Monday, December 18, 2017

Stockholm Syndrome




K
Kelihatannya "Stockholm Syndrome" - yaitu kecenderungan fihak yang kalah dan lemah untuk menyerah total kepada fihak yang kuat - tidak hanya berlaku untuk perseorangan, tetapi juga berlaku secara kolektif.

Kondisi semacam itu tidak normal dalam bernegara, Karena dalam bernegara diabad modern itu dibangun dari sendi  “Dari Rakyat, Oleh Rakyat, dan Untuk Rakyat”.

   Untuk “melawan Stockholm Syndrome”, diperlukan kepribadian serta keyakinan yang kuat dan tegar serta kecerdasan dan kecerdikan untuk melanjutkan perlawanan sewaktu kalah, dan membalikkan kekalahan menjadi kemenangan.

Tentumya perlawanan yang dimaksud disini adalah perlawanan kepada kebathilan dan kedzaliman serta kesewenang-wenangan dari pelaku yang mempunyai kekuasaan.
----
Bagian Latihan
[1] Jawab pertanyaan berikut berdasarkan teks tentang Stockholm Syndrome.
(a) Apa arti "Stockholm Syndrome" menurut teks itu?
(b) Dari sendi apa negara di abad modern dibangun?
(c) Perlawanan yang dimaksud ditujukan kepada apa?
[2] Terjemahkan kalimat dari teks tentang Stockholm Syndrome ini ke bahasa Inggris: "Untuk “melawan Stockholm Syndrome”, diperlukan kepribadian serta keyakinan yang kuat dan tegar serta kecerdasan dan kecerdikan untuk melanjutkan perlawanan sewaktu kalah, dan membalikkan kekalahan menjadi kemenangan."
[3] Tulis ulang sebagian teks tentang Stockholm Syndrome tanpa mengubah apa pun. Mulailah dari kata-kata yang memuat "Kondisi semacam itu", lalu berhenti setelah "kekalahan menjadi kemenangan.".

Data Terkumpul
----
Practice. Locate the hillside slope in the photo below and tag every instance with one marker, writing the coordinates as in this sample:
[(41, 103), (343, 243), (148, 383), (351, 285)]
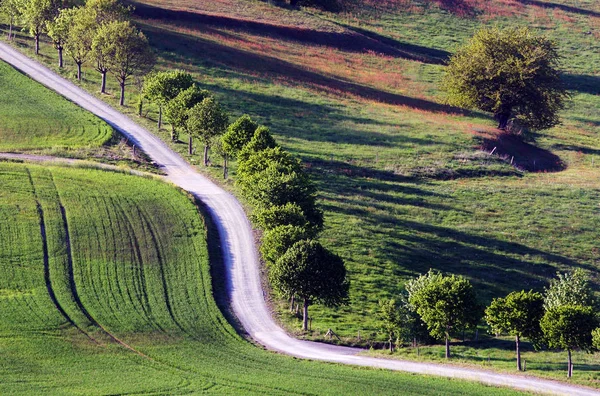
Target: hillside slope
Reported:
----
Jawaban Tiap Tugas
[1]
(a) Kecenderungan fihak yang kalah dan lemah untuk menyerah total kepada fihak yang kuat.
(b) Dari sendi “Dari Rakyat, Oleh Rakyat, dan Untuk Rakyat”.
(c) Kepada kebathilan dan kedzaliman serta kesewenang-wenangan dari pelaku yang mempunyai kekuasaan.

[2] To “fight Stockholm Syndrome,” one needs a strong and steadfast character and conviction, as well as intelligence and cleverness, to keep on resisting when defeated and to turn defeat into victory.

[3]
Kondisi semacam itu tidak normal dalam bernegara, Karena dalam bernegara diabad modern itu dibangun dari sendi  “Dari Rakyat, Oleh Rakyat, dan Untuk Rakyat”.

   Untuk “melawan Stockholm Syndrome”, diperlukan kepribadian serta keyakinan yang kuat dan tegar serta kecerdasan dan kecerdikan untuk melanjutkan perlawanan sewaktu kalah, dan membalikkan kekalahan menjadi kemenangan.